*EXERCISE DETAILS*.
Can you retype each line of the listing below word for word, leaving the pictures out of your answer?

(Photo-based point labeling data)
[BEGIN]
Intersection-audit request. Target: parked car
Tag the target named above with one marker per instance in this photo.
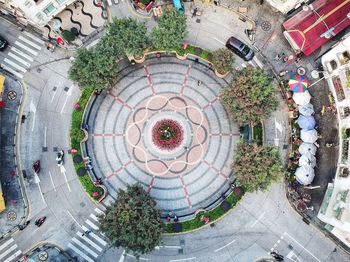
(60, 158)
(3, 43)
(239, 48)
[END]
*FINISHED EXERCISE*.
Intersection-audit request. Target: parked car
Tag the target named above with one marker per instance in this photo.
(60, 158)
(3, 43)
(239, 48)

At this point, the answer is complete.